§ Exercise details
Starting with the line that contains "point: dark wooden", copy every remaining line of the data below exactly, the last one included.

(Records to process Opens)

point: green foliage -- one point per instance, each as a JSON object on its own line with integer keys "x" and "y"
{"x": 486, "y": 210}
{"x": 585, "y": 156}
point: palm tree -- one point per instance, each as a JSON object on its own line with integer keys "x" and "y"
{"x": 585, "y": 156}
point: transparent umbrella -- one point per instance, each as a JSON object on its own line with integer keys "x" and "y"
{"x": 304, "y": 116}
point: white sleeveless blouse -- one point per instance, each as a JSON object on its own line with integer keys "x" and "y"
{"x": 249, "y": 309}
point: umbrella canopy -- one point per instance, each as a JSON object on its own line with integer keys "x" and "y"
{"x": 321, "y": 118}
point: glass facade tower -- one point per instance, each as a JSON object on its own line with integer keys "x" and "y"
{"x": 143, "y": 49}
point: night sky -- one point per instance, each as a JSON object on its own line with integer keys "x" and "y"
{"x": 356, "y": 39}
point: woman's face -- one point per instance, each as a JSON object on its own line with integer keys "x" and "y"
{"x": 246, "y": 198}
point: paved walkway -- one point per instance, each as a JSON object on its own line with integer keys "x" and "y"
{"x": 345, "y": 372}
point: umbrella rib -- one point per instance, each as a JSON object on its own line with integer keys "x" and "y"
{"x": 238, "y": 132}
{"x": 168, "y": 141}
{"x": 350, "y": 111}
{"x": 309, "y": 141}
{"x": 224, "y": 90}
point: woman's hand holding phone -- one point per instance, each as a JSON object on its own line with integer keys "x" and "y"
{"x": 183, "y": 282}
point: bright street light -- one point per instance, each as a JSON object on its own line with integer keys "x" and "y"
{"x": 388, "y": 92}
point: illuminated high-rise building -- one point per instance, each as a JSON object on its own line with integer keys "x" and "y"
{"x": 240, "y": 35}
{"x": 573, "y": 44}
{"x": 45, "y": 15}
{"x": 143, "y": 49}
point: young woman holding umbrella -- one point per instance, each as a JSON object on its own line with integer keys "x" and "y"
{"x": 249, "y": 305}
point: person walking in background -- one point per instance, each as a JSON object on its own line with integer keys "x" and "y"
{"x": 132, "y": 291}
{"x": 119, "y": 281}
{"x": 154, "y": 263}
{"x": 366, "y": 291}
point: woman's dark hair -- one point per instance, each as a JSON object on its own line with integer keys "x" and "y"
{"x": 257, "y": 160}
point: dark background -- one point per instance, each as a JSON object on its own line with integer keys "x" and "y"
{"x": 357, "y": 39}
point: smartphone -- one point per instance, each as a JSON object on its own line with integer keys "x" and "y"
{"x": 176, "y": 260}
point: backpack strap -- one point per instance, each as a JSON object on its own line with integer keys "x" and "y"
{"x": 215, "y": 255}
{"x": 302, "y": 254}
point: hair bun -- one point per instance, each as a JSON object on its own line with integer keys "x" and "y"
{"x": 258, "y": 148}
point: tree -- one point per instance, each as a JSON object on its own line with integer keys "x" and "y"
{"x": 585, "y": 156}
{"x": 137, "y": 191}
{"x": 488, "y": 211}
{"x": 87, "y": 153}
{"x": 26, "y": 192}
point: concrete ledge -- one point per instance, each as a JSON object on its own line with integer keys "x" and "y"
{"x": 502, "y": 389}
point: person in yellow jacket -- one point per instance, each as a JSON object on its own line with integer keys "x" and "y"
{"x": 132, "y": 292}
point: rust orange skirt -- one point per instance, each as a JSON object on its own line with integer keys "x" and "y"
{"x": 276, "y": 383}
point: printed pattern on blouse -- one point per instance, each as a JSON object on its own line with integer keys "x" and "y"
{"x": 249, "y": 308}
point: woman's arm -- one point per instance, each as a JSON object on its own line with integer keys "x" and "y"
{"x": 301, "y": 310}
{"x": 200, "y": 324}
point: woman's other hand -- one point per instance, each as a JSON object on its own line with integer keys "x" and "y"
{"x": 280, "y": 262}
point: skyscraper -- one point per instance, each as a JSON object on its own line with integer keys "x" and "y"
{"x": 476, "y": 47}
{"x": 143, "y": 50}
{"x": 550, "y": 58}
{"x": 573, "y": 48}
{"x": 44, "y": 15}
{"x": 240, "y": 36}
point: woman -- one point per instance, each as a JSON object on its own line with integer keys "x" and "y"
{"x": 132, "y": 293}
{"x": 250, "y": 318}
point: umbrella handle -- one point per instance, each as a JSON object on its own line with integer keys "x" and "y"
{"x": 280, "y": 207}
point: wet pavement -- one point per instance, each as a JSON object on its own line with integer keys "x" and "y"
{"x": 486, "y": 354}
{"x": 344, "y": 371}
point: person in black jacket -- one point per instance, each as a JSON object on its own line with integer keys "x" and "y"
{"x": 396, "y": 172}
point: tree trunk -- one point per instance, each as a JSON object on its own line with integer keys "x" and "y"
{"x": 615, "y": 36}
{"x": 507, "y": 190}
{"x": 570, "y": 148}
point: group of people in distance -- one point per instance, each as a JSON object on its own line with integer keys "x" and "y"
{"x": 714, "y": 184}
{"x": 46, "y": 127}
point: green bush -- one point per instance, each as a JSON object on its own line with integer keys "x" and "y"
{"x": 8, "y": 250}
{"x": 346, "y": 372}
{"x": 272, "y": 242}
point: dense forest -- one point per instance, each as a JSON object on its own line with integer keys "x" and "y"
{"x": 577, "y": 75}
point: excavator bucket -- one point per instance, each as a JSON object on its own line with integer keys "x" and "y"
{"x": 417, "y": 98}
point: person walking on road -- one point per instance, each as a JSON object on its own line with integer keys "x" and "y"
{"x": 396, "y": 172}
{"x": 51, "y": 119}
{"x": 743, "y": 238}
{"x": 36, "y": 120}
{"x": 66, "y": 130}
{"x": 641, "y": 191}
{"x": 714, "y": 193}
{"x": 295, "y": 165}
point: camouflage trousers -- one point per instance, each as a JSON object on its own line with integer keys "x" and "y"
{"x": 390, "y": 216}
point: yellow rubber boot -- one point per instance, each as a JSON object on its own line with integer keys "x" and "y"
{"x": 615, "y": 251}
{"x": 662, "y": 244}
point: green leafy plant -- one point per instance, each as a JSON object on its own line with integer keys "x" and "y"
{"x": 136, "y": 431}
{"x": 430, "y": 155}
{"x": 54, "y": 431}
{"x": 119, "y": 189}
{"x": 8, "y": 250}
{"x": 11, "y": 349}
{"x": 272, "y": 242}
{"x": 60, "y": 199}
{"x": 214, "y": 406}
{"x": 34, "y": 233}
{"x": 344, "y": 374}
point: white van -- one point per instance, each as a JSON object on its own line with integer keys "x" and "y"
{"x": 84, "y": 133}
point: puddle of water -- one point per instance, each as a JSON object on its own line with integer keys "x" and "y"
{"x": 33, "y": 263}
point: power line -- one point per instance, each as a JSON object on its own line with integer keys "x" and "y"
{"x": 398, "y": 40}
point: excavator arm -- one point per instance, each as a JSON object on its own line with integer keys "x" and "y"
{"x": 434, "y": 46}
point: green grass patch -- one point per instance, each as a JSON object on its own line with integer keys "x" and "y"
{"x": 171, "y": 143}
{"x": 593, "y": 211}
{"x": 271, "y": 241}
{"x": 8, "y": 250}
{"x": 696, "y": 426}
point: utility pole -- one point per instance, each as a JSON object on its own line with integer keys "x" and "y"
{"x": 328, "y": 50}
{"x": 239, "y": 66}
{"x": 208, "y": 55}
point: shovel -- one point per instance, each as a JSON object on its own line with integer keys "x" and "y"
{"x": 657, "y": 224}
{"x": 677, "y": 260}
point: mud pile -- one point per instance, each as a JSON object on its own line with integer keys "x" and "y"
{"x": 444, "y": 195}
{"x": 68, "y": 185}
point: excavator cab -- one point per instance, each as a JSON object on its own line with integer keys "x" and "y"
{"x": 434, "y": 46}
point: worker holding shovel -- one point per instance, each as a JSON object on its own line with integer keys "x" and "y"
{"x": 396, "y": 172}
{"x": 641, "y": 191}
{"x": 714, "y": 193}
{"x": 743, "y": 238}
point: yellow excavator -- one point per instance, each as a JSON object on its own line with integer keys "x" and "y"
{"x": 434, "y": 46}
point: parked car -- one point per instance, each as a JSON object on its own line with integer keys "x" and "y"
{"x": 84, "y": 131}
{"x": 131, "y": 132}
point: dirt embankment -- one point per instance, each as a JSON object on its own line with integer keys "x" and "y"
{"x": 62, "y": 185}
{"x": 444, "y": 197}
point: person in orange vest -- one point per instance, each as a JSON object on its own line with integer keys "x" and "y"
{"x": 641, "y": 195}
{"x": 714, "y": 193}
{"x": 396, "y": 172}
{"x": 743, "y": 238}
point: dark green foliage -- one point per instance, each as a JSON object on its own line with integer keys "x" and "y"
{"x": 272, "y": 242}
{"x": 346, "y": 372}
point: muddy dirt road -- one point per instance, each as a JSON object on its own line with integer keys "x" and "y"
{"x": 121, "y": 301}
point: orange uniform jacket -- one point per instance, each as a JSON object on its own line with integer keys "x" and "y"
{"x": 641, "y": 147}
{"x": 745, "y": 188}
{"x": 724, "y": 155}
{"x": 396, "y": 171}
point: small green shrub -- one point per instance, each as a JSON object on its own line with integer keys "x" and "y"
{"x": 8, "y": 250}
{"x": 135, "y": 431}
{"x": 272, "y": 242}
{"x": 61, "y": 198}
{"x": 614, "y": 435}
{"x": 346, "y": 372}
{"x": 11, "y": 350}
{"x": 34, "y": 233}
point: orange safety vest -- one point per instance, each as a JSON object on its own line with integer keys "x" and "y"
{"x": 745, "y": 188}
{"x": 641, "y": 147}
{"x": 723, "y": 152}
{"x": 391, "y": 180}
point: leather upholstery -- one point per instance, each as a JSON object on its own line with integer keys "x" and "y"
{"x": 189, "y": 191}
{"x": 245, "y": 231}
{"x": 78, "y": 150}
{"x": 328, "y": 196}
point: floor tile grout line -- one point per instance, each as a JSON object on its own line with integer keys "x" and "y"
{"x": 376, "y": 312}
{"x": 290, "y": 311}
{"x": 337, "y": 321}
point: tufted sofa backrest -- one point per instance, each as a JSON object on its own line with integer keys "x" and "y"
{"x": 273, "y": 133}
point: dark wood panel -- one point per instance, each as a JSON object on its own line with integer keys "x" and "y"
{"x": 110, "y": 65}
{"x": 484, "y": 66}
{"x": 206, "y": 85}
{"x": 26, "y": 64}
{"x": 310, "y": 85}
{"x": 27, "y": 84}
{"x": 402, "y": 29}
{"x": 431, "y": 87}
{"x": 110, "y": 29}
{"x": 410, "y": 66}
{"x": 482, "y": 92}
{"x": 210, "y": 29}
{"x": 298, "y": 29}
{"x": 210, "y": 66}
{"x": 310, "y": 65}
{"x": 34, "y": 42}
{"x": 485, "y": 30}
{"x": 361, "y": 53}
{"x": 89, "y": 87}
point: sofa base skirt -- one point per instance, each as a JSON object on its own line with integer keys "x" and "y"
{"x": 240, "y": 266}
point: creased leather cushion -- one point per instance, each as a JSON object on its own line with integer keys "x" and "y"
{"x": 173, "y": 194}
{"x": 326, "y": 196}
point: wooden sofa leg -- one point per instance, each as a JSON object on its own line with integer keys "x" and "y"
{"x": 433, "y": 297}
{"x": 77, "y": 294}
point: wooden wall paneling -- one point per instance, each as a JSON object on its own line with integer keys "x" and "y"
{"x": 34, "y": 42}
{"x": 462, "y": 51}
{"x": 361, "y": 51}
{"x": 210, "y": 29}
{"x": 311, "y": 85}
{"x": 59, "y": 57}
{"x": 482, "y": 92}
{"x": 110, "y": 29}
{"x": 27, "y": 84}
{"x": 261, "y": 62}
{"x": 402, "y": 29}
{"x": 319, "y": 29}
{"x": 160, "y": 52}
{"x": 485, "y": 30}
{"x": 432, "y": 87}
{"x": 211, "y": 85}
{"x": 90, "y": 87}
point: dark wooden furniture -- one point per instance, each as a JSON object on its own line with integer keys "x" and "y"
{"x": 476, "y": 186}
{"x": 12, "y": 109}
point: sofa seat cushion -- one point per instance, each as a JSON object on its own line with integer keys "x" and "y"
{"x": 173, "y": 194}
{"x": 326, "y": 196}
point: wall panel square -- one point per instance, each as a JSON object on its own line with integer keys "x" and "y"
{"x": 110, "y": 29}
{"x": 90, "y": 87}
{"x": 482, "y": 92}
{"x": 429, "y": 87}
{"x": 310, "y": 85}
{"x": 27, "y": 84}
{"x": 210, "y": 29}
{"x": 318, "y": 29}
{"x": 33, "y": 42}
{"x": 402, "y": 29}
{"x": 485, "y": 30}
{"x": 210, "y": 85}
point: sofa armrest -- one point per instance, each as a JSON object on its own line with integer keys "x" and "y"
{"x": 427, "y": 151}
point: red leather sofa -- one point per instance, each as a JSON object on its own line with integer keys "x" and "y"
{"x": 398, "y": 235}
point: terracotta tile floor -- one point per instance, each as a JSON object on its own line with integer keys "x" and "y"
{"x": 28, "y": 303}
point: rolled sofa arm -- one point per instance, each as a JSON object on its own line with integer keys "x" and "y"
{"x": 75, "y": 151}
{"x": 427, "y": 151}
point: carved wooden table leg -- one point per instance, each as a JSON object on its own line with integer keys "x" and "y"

(Records to process Closes)

§ Problem solution
point: dark wooden furniture -- one point per instance, each as a JSON object on its own line with integer keys "x" and "y"
{"x": 476, "y": 186}
{"x": 12, "y": 109}
point: sofa seat cushion -- one point per instance, each as a JSON object on its own line with integer keys "x" and "y"
{"x": 173, "y": 194}
{"x": 326, "y": 196}
point: wall panel square -- one point per instance, each as a JSON object on its own line with integer keys "x" and "y"
{"x": 110, "y": 29}
{"x": 90, "y": 87}
{"x": 482, "y": 92}
{"x": 429, "y": 87}
{"x": 310, "y": 85}
{"x": 27, "y": 84}
{"x": 210, "y": 29}
{"x": 318, "y": 29}
{"x": 33, "y": 42}
{"x": 402, "y": 29}
{"x": 485, "y": 30}
{"x": 210, "y": 85}
point: sofa armrest -- one point per instance, each as a JSON object on its own line with integer keys "x" and "y"
{"x": 427, "y": 151}
point: red leather sofa -- one point per instance, each as a JSON object on its own line with integer keys "x" and "y"
{"x": 398, "y": 235}
point: terracotta tile floor -- one point per instance, each as a JSON object on its own line with integer keys "x" and "y"
{"x": 28, "y": 303}
point: rolled sofa arm -- one point per instance, each as a JSON object on its own line with integer keys "x" and "y"
{"x": 75, "y": 151}
{"x": 427, "y": 151}
point: carved wooden table leg -- one point per instance, each as a JSON object on its own line with integer keys "x" and "y"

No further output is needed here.